> _What you are asked to do_
Please rewrite the records from their start up to and including the line with "point(289, 197)", offsetting every coordinate in the answers by -17. Keep all other text unchanged.
:: Material for this exercise
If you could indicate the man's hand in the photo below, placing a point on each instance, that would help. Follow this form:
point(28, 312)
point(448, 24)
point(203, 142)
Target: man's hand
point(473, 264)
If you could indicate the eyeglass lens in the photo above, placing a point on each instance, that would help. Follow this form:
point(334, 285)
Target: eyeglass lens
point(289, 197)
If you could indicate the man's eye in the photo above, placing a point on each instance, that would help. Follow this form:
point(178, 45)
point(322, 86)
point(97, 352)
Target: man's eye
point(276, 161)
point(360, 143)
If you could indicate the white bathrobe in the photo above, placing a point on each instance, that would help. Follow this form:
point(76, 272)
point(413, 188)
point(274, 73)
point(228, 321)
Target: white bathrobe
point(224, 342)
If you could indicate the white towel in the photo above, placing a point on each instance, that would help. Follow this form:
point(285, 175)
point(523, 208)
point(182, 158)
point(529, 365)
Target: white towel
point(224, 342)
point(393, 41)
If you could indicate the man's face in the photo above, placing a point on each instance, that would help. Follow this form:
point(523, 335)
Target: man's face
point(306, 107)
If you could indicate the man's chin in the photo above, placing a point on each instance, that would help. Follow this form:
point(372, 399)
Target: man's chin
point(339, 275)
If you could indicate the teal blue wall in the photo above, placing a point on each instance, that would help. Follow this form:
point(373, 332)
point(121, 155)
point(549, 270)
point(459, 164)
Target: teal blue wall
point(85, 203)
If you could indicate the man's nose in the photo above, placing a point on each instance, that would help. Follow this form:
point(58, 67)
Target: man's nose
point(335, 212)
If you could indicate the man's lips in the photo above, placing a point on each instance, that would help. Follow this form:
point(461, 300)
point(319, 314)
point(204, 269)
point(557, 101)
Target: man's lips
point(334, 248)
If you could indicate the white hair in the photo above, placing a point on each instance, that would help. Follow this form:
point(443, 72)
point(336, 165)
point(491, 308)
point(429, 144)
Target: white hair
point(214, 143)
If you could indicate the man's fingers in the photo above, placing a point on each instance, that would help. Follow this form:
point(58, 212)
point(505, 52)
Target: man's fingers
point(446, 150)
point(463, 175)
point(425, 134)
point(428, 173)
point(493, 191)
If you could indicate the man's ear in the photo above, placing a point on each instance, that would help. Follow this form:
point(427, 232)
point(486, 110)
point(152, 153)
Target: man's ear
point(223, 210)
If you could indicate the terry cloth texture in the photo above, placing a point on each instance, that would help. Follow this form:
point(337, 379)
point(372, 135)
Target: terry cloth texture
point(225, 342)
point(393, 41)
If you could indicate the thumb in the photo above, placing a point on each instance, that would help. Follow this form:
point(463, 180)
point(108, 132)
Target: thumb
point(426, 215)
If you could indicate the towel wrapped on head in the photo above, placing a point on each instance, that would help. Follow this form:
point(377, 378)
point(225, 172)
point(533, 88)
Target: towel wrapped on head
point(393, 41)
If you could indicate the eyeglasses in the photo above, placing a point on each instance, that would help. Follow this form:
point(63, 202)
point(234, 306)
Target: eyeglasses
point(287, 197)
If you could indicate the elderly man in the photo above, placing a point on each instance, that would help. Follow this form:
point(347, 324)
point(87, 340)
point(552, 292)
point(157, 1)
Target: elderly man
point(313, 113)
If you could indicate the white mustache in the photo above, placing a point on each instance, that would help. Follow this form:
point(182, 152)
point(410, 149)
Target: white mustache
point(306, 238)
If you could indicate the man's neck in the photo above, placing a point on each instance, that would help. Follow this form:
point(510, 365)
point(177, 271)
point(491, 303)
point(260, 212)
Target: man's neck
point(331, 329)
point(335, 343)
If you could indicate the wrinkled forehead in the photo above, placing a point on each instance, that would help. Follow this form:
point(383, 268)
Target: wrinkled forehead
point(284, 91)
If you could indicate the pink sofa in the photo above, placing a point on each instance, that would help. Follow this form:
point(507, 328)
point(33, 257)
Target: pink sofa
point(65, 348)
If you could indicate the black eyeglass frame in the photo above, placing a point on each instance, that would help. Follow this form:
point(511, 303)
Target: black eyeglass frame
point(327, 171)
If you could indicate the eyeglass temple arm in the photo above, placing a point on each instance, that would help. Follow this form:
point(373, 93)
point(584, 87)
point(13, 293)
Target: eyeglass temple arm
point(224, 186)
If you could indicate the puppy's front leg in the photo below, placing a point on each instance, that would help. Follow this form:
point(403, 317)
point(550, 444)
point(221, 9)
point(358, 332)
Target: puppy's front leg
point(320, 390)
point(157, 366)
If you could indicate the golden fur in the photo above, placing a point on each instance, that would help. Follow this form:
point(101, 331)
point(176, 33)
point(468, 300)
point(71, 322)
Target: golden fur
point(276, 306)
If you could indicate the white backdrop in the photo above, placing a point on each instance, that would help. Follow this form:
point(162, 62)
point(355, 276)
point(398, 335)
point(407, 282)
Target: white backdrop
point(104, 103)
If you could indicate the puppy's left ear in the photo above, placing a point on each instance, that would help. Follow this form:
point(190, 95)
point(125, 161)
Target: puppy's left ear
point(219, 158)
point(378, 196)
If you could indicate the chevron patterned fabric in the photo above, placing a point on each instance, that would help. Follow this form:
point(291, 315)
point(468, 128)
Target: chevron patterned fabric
::::
> _Solved exercise_
If you could indicate the man's hand in the photo below, placing a point on each instance, that would help. Follow this form:
point(28, 312)
point(448, 24)
point(203, 142)
Target: man's hand
point(456, 247)
If you could indicate the eyeglass lens in the photo above, placing a point on each instance, that would help. Follow this form:
point(334, 285)
Target: eyeglass lens
point(272, 180)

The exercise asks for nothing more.